◆ **INSTRUCTIONS TO FOLLOW**: Please swap "shelf-audit tool" for "room-inventory tool" throughout the records below and change nothing else. Leave the pictures out of your copy.

>> Begin SUPPLIED MATERIAL

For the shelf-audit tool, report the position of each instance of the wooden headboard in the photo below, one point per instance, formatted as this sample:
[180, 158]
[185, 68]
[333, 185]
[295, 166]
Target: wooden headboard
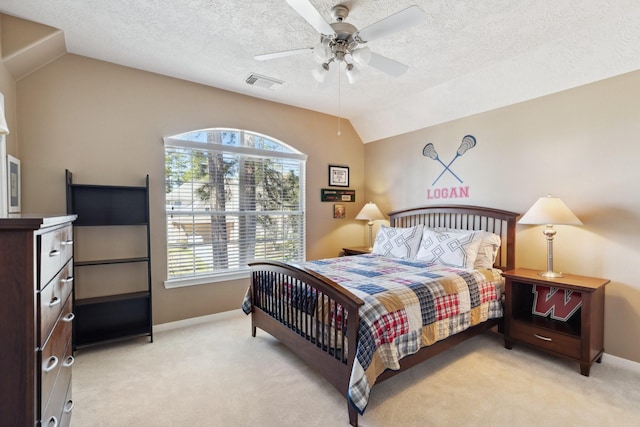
[502, 223]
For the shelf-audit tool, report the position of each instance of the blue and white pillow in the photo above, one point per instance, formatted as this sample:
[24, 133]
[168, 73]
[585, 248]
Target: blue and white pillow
[397, 242]
[452, 249]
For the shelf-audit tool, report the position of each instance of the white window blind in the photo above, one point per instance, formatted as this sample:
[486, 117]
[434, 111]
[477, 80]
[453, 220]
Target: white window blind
[231, 196]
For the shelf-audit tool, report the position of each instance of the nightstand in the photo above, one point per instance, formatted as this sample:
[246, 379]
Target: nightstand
[356, 250]
[562, 316]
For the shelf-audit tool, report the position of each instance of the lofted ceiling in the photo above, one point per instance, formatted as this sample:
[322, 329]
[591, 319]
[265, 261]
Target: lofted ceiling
[468, 56]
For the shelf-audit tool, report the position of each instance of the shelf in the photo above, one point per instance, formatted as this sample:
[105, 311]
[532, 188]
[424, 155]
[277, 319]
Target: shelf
[125, 313]
[110, 261]
[98, 205]
[111, 318]
[112, 298]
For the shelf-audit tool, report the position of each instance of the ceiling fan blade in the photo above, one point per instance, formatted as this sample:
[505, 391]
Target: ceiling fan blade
[282, 54]
[387, 65]
[402, 20]
[312, 16]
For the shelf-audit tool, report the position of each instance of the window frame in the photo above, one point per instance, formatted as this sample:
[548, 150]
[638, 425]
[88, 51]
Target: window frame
[293, 154]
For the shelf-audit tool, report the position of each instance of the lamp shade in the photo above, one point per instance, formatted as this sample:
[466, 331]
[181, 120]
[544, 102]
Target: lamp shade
[370, 212]
[4, 129]
[549, 210]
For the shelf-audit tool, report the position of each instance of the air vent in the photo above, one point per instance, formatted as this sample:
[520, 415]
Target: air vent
[263, 81]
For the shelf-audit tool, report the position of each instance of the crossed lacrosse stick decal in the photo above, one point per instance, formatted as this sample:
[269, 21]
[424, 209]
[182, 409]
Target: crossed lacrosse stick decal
[468, 142]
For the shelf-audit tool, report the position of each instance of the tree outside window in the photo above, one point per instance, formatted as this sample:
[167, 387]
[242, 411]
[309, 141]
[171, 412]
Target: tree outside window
[231, 196]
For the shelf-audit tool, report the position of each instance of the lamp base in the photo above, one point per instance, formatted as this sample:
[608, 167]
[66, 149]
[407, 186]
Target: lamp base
[550, 274]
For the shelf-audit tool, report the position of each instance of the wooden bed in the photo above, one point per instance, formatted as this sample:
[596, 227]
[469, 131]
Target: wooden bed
[320, 346]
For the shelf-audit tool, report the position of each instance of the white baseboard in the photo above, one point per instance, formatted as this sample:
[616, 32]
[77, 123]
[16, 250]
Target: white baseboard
[194, 320]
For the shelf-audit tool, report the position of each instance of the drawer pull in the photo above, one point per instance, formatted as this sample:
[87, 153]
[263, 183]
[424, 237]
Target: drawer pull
[543, 338]
[51, 365]
[67, 363]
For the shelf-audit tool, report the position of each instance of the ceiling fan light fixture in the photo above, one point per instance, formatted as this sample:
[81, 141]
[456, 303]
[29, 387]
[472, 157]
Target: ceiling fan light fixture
[322, 52]
[353, 74]
[320, 72]
[361, 55]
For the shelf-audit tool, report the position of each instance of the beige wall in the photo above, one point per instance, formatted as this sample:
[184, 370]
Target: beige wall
[8, 89]
[581, 145]
[105, 123]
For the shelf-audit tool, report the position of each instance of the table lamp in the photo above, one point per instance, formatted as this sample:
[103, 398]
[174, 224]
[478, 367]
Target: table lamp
[370, 212]
[549, 211]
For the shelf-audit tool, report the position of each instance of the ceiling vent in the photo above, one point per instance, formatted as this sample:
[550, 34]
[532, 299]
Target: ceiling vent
[263, 81]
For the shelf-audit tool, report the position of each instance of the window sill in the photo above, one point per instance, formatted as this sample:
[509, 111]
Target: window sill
[206, 280]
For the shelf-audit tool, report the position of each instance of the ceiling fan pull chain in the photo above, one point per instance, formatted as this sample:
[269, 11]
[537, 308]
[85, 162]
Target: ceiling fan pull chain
[339, 91]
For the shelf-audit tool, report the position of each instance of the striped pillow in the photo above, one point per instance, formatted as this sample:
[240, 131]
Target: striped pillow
[396, 242]
[452, 249]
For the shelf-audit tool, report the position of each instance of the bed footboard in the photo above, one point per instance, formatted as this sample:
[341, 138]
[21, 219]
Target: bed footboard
[312, 315]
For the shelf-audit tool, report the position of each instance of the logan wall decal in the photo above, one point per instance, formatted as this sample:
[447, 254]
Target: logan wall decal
[429, 150]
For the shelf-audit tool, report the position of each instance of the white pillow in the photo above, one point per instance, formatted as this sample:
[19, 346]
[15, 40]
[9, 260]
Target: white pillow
[396, 242]
[449, 248]
[488, 251]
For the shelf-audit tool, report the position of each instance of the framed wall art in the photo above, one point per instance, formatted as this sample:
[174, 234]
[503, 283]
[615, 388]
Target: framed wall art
[13, 183]
[338, 176]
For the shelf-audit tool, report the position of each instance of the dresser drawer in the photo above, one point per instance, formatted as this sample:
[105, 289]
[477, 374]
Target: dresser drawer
[56, 248]
[547, 339]
[58, 403]
[55, 353]
[52, 300]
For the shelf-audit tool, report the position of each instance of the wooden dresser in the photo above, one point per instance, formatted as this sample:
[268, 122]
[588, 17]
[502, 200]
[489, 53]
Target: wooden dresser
[36, 283]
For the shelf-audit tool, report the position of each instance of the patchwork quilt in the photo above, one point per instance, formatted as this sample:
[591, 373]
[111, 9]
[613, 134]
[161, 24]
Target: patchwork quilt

>> End SUPPLIED MATERIAL

◆ **RESPONSE TO THIS EXERCISE**:
For the room-inventory tool, report the position of each instance of the wooden headboard in the photo below, one point per instance, formatted as this sample:
[180, 158]
[185, 68]
[333, 185]
[295, 166]
Target: wooden headboard
[502, 223]
For the room-inventory tool, report the position of each instance of the blue and white pillow in the photo above, one point per instance, formatted as this sample:
[24, 133]
[168, 73]
[585, 248]
Target: blue and white pillow
[397, 242]
[452, 249]
For the room-inventory tool, report the position of each instance of the white window blind in the photo above, one point per instance, formatted as this sample:
[486, 117]
[434, 111]
[477, 80]
[453, 220]
Target: white window blind
[231, 196]
For the room-inventory tool, report the position of each instance of the nightstand in the photo above, one point per instance, formatted as this sample:
[246, 379]
Target: nightstand
[356, 250]
[562, 316]
For the room-inventory tool, report the position of each instance of the lofted ceiling in the photo above, one point per instance, formatted as this sample:
[322, 329]
[591, 319]
[265, 261]
Target: lofted ceiling
[468, 56]
For the room-inventory tool, report the position of each instance of the shelf in the photo above, one point per instance, formatted as this sample:
[105, 311]
[532, 188]
[424, 155]
[277, 319]
Target: shelf
[125, 313]
[110, 261]
[98, 205]
[111, 318]
[112, 298]
For the room-inventory tool, report the position of each instance of the ceiling fan blade in the photo above, one point per instance, formatted as this sample:
[505, 391]
Target: ceiling fan blade
[282, 54]
[387, 65]
[402, 20]
[312, 16]
For the room-inventory tool, report the position of each instance of the window frame in the photo above, one point per instance, formatted as this sample:
[548, 150]
[638, 425]
[88, 51]
Target: window frame
[293, 154]
For the room-inventory tool, report the position of each instance of the lamp shade in the photo above, one point per instance, formatted as this sample:
[466, 331]
[181, 120]
[544, 102]
Target: lamp shade
[370, 212]
[4, 129]
[549, 210]
For the room-inventory tool, report the position of each instance of the air vent in the photo above, one point per instance, formatted as this sample:
[520, 415]
Target: air vent
[263, 81]
For the room-inventory tool, report the position of each instance of the crossed lacrosse stick decal in the photo above, one point per instance, formatted as this sample:
[269, 21]
[424, 209]
[182, 409]
Target: crossed lacrosse stick decal
[468, 142]
For the room-inventory tool, report the position of each instance of the tree outside window in the photo above, one point per instance, formatted as this sample:
[167, 387]
[242, 411]
[309, 141]
[171, 412]
Target: tree outside window
[231, 196]
For the room-inventory tool, report the position of each instance of the lamp base in the photo above, one point per instance, formatted as this sample:
[608, 167]
[66, 149]
[407, 186]
Target: lamp base
[550, 274]
For the room-inventory tool, report the position of each instance of the wooden bed in the photo above, one point per instance, formatted as this sample:
[596, 227]
[469, 131]
Target: wooden bed
[320, 346]
For the room-inventory tool, report the position of each instance of the white baseboard in the photo above, one point per instance, formatted as this sample:
[616, 32]
[77, 123]
[16, 250]
Target: white baseboard
[194, 320]
For the room-inventory tool, report the position of each instance of the drawer pull in the photo above, one point per instance, formatted as this sample:
[87, 153]
[263, 183]
[424, 237]
Target: drawer pull
[543, 338]
[51, 365]
[67, 363]
For the room-inventory tool, report the position of each instance of the ceiling fan light fixture in the photo above, one point per instance, formatted as this sample:
[81, 141]
[456, 303]
[29, 387]
[472, 157]
Target: ceiling fan light fixture
[322, 52]
[353, 74]
[320, 72]
[361, 55]
For the room-inventory tool, report the position of each instance of the beige wall in the photo above, one point per instance, formatted as this sample:
[184, 370]
Target: beige wall
[8, 89]
[581, 145]
[105, 123]
For the room-inventory tool, report the position of each instance of the table lamp in the photo above, one point per instance, formatted as this sample:
[103, 398]
[174, 224]
[478, 367]
Target: table lamp
[370, 212]
[549, 211]
For the room-inventory tool, report the position of each instance of the ceiling vent in the photo above, one point per instance, formatted as this sample:
[550, 34]
[532, 299]
Target: ceiling vent
[263, 81]
For the room-inventory tool, report the position of each instance of the window sill in the photo above, one point per instance, formatted as this sample:
[509, 111]
Target: window sill
[206, 280]
For the room-inventory tool, report the position of each instance of the ceiling fan pull chain in the photo above, one point per instance, formatted as this sample:
[269, 11]
[537, 308]
[85, 162]
Target: ceiling fan pull chain
[339, 91]
For the room-inventory tool, report the position of each instance of the striped pillow in the photo above, one point per instance, formatted as this sample:
[240, 131]
Target: striped pillow
[396, 242]
[452, 249]
For the room-inventory tool, report the position of each instance of the bed footboard in the photo above, one point per instance, formatted as this sample:
[341, 138]
[21, 219]
Target: bed footboard
[312, 315]
For the room-inventory tool, report the position of each instance of the logan wall decal in the photo above, one point per instance, formatted as this sample:
[447, 254]
Target: logan wall decal
[429, 150]
For the room-inventory tool, report the position of each instance of the white pillow in the photo above, one point per instance, formatted as this sample:
[19, 346]
[15, 40]
[9, 260]
Target: white pillow
[396, 242]
[449, 248]
[488, 251]
For the room-inventory tool, report the position of each instance of the framed wall art in the photo above, one point per instance, formatted as this sample:
[174, 234]
[503, 283]
[615, 388]
Target: framed wall art
[13, 183]
[338, 176]
For the room-inventory tool, report the position of each instance of the dresser drawer in the photo above, one point per instance, formatted as this sample:
[105, 289]
[477, 374]
Target: dresser drawer
[56, 248]
[547, 339]
[58, 403]
[55, 353]
[52, 300]
For the room-inventory tool, report the position of each instance of the wooden dresser in the photo above, one point per instance, formatted as this sample:
[268, 122]
[588, 17]
[502, 200]
[489, 53]
Target: wooden dresser
[36, 283]
For the room-inventory tool, report the position of each instance of the patchwork quilt in the photo above, one point per instance, formatted as this sample:
[591, 373]
[111, 9]
[613, 134]
[161, 24]
Target: patchwork quilt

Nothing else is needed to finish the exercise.